┌─ Trecho do documento

Tendo-se iniciado no ano de 1908, com o poeta T.E. Hulme formando um grupo juntamente com Ezra Pound, a conhecida “Escola de Imagens” promovia a discussão de elementos relacionados ao ofício poético, em que pesava, sobretudo, o vers libre dos simbolistas franceses e do haicai japonês. Com o termo Imagiste sendo alcunhado ao grupo, Pound foi o responsável, no ano de 1914, pela edição da antologia Des Imagistes, onde era possível encontrar a reunião do trabalho de vários escritores, como Amy Lowell. Em discordância a Pound em relação à discussão crítica do Imagismo, Lowell publicou, em 1915, a antologia conhecida como Some Imagist Poets, que restringiu a participação somente aos ditos ‘poetas imagistas’. Apesar de, segundo a crítica, o movimento imagista ter tido seu fim com o volume final da antologia de Lowell, lançado em 1917, o conceito ainda fomenta muita discussão crítica dentro do fazer poético.

Diferentemente do culto à forma da produção de outras épocas, o Imagismo preza, segundo aponta Amy Lowell em “Prefácio a Alguns Poetas Imagistas”, pelo uso da chamada linguagem da fala comum, em que pesa o emprego da palavra exata (e não da quase exata) a fim de se ter não a palavra meramente decorativa, mas a palavra que melhor expressa o verso, evitando-se, assim, as generalidades vagas. Além disso, destacamos o uso do “verso livre” como um princípio de liberdade e não apenas como método de escrita poética, mas mantendo à vista a poesia dura e clara, nunca borrada nem indefinida, como aponta a autora no ensaio sobre teoria poética.

Toda produção lírica permite, em mais ou menos grau, a construção subjetiva de uma imagem. Diremos mais: de inúmeras imagens, já que existe uma suposta imagem sugerida pelo autor ao criar o verso e, ainda, uma imagem diferente construída a partir de cada leitura feita por cada pessoa. E sendo um tanto mais rigorosos: diferentes imagens são criadas por uma mesma pessoa a cada interpretação de uma obra, em momentos distintos, geralmente contando com uma carga de experimentação pré-definida socialmente que se soma à interpretação pessoal do ponto de vista de quem vê, dando vida, portanto, a um todo crítico específico e subjetivo.

Destarte, ao analisar o verso “Rose is a rose is a rose is a rose”, retirado do poema “Sacred Emily”, escrito por Gertrude Stein em 1913, podemos observar uma clara manifestação do verso modernista, sobretudo no sentido da liberdade da escolha temática, da cadência do seu ritmo aparentemente repetitivo numa busca de se dimensionar a essência da coisa representada poeticamente e, ainda, no uso do verso simples e na linguagem ordinária.

└─

### [Instruções do exercício]
Com base no trecho sobre o Imagismo, explique por que o movimento dá preferência à palavra exata, e não à quase exata. Responda em uma ou duas frases.

┌─ Dados fornecidos

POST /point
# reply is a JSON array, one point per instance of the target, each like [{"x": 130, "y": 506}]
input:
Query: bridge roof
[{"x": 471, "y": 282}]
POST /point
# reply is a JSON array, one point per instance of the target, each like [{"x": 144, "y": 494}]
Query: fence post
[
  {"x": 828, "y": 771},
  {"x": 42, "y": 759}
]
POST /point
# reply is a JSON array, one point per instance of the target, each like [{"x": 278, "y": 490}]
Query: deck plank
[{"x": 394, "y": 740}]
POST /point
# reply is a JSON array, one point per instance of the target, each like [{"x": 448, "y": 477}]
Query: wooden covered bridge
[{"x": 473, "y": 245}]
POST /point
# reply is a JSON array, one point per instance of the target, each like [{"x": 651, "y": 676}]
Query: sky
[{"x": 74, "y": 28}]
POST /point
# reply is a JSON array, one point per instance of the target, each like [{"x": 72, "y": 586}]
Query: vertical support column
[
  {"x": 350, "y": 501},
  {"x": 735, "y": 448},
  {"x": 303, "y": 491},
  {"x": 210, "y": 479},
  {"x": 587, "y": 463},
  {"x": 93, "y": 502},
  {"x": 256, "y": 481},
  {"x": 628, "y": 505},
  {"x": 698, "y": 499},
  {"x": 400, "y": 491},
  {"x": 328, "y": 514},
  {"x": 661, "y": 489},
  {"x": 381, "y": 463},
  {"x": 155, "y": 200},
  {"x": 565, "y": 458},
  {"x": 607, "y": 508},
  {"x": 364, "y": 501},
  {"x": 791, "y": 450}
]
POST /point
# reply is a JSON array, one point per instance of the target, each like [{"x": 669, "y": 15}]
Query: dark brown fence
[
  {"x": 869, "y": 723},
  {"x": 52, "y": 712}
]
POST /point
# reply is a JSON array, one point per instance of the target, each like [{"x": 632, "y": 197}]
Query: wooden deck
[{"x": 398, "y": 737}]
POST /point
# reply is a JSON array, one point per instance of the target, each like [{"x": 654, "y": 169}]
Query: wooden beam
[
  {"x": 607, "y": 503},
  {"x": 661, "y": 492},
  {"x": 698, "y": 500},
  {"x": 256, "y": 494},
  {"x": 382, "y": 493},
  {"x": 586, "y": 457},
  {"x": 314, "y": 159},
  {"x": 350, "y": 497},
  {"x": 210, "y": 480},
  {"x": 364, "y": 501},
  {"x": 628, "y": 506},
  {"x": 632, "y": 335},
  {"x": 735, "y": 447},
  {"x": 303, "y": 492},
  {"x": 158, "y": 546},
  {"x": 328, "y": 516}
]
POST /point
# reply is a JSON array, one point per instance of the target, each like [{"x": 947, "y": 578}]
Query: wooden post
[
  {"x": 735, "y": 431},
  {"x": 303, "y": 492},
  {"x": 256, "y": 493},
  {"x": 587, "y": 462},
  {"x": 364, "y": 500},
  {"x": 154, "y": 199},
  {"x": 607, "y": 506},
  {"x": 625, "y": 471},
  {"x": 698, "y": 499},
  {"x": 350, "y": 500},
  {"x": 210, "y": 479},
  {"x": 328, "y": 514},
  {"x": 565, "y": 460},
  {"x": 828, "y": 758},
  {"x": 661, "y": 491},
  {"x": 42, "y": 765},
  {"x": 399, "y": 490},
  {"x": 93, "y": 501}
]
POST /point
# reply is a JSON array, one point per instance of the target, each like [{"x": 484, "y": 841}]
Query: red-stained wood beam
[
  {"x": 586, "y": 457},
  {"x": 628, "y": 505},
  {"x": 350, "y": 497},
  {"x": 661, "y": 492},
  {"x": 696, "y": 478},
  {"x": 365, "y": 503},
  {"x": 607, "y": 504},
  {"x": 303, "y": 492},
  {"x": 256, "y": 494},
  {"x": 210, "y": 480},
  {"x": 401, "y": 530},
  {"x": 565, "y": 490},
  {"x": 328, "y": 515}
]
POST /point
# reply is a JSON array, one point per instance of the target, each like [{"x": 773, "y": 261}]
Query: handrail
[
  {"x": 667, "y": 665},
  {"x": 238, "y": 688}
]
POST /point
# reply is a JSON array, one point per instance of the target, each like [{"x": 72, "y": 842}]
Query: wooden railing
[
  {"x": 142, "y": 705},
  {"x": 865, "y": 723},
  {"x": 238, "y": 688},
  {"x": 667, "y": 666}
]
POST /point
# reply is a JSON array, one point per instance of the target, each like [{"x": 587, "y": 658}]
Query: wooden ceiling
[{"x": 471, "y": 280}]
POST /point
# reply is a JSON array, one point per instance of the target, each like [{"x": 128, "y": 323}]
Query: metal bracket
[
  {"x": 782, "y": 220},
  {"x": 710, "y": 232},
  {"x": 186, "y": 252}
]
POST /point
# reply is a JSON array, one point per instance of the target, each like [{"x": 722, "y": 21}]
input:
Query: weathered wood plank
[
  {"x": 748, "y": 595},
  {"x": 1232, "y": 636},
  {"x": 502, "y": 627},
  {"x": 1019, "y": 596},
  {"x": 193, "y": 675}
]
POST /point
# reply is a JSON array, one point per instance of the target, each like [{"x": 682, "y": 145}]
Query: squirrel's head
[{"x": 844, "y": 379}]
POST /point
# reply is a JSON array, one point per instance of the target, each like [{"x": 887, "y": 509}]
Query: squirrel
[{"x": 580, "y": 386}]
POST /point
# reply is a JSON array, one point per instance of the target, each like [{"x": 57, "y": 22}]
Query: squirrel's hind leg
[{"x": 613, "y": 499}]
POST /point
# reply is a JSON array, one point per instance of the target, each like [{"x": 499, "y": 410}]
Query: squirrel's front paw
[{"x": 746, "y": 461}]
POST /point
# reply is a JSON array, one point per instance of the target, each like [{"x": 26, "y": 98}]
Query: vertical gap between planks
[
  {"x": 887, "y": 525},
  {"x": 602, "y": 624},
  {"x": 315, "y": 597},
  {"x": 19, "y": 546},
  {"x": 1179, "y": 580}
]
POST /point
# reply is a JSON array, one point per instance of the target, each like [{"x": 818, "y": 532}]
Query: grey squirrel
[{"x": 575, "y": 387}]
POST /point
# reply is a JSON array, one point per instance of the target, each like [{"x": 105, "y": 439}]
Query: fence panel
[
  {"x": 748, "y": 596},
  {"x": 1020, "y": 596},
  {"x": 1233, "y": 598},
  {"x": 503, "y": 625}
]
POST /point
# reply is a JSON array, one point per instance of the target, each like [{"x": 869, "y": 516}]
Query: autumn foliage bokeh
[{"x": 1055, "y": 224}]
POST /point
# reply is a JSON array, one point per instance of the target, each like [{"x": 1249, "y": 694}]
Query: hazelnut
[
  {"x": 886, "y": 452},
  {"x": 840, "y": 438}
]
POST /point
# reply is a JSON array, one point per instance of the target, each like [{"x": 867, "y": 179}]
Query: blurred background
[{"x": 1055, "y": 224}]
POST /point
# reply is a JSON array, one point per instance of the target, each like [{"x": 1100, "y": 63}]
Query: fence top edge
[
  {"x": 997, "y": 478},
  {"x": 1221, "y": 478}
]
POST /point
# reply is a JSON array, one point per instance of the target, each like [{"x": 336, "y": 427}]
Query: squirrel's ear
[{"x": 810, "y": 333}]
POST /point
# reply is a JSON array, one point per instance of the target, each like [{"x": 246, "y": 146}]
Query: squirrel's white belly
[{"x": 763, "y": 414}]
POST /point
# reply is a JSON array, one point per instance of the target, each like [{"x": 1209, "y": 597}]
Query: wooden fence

└─

### [Resposta correta]
O Imagismo prefere a palavra exata para empregar não a palavra meramente decorativa, mas a que melhor expressa o verso. Assim, evitam-se as generalidades vagas.